[Rows from a dataset]

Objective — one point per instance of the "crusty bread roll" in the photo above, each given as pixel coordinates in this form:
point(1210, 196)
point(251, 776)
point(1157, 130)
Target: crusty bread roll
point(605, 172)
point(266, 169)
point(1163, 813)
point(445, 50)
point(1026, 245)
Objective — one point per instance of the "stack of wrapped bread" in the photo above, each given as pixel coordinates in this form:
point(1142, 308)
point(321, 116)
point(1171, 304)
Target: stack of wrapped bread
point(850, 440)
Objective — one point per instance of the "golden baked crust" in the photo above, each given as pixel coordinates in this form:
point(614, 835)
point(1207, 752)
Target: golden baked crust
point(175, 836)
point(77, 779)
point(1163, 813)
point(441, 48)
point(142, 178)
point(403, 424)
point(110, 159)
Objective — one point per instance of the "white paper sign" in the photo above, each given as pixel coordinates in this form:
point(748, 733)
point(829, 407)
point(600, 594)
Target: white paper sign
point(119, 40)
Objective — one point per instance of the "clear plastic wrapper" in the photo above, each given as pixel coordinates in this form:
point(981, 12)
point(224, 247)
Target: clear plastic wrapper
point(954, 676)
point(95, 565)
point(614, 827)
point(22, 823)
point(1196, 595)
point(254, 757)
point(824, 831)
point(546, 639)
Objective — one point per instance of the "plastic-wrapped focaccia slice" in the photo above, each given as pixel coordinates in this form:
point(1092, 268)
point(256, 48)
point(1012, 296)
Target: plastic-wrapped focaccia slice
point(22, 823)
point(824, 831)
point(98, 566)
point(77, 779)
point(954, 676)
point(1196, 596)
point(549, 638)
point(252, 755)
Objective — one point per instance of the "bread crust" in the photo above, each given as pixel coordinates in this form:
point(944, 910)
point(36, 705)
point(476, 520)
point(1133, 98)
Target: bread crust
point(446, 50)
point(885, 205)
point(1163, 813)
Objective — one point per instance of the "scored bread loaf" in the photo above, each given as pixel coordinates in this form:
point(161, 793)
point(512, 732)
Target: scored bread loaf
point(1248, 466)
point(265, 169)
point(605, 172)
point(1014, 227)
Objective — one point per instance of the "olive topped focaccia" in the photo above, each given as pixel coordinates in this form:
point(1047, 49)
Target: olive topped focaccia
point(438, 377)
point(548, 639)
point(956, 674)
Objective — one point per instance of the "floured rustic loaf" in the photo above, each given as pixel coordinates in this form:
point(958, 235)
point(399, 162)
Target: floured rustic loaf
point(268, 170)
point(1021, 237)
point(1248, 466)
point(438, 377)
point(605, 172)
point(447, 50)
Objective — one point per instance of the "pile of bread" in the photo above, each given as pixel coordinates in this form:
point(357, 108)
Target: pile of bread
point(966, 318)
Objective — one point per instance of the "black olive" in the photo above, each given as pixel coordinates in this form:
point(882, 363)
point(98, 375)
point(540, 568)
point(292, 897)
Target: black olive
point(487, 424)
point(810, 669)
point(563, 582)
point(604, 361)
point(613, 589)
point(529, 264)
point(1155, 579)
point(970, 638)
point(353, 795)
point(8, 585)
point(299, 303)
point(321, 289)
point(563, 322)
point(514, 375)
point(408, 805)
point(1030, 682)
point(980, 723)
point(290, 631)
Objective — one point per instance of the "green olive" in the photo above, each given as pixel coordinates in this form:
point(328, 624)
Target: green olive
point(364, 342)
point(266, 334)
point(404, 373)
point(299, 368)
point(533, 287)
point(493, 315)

- _Task brief_:
Copy down the whole of the data above, matching it exactly.

- _Output_:
Objective — one point per instance of the "crusty bread roll" in the photo above, each given as pixel coordinates in this form:
point(1210, 196)
point(251, 776)
point(1157, 130)
Target: crusty bread roll
point(605, 172)
point(266, 169)
point(1163, 813)
point(445, 50)
point(1026, 245)
Objective — one point per instance of the "stack of wrapped bread" in the photo above, each given as pixel coordinates in this form:
point(1142, 308)
point(321, 116)
point(1171, 304)
Target: stack of wrapped bread
point(850, 440)
Objective — one point per instance of the "golden baked crust" in the photo above, each given as pixel coordinates in this form:
point(614, 835)
point(1207, 752)
Target: golden baked crust
point(175, 836)
point(77, 779)
point(1163, 813)
point(441, 48)
point(142, 178)
point(403, 424)
point(110, 159)
Objective — one point per instance of the "white paper sign" in the photo above, each given as pixel coordinates in this form:
point(748, 733)
point(829, 407)
point(600, 594)
Target: white paper sign
point(119, 40)
Objective — one point per instance of the "clear plastic wrapper" in the photo above, each given as pixel coordinates in this form:
point(981, 12)
point(224, 247)
Target: clear plastic wrapper
point(954, 676)
point(95, 565)
point(614, 827)
point(22, 823)
point(1196, 595)
point(254, 757)
point(824, 831)
point(546, 639)
Objective — one point per instance of the "plastic-wrapped focaccia slice" in the photo above, each given as pixel coordinates in this form:
point(1092, 268)
point(256, 48)
point(1012, 296)
Target: plastic-wrapped focaccia slice
point(22, 823)
point(824, 831)
point(98, 566)
point(77, 779)
point(954, 676)
point(1196, 596)
point(549, 638)
point(252, 755)
Objective — one point per instance of the "bread crust" in the photo above, each given as pixel coordinates in this form:
point(944, 910)
point(36, 705)
point(476, 520)
point(1133, 98)
Target: bread crust
point(446, 50)
point(885, 205)
point(1163, 813)
Objective — one point per instance of the "scored bread loaf" in the photo above, each given as pixel coordinates in this form:
point(161, 793)
point(512, 732)
Target: scored bread loaf
point(1248, 466)
point(265, 169)
point(605, 172)
point(1014, 227)
Objective — one point per instance of the "olive topped focaccia" in the photo above, each given as pixel coordinates in this form:
point(1047, 49)
Target: olive topped focaccia
point(438, 377)
point(548, 639)
point(956, 674)
Objective — one point per instance of the "floured rustic loaf" in the photo above, each given as pixel coordinates in this form:
point(958, 235)
point(399, 162)
Target: floured rustic loaf
point(268, 170)
point(1021, 237)
point(1248, 466)
point(438, 377)
point(605, 172)
point(447, 50)
Objective — one point per instance of the "pile of bread" in the photo above, each given as pixel coordinates in this form:
point(357, 108)
Target: pile of bread
point(966, 318)
Objective — one point per instance of the "black olive" in the photo above, each given as pixel coordinates in this form:
point(882, 363)
point(98, 375)
point(540, 568)
point(292, 897)
Target: black olive
point(487, 424)
point(810, 669)
point(563, 582)
point(604, 361)
point(613, 589)
point(529, 264)
point(1155, 579)
point(970, 638)
point(353, 795)
point(8, 585)
point(299, 303)
point(321, 289)
point(563, 322)
point(514, 375)
point(408, 805)
point(1030, 682)
point(980, 723)
point(290, 631)
Objective — one point per instance of the "green olive" in the photo above, each given as pixel coordinates in this form:
point(328, 624)
Target: green olive
point(364, 342)
point(266, 334)
point(404, 373)
point(299, 368)
point(533, 287)
point(493, 315)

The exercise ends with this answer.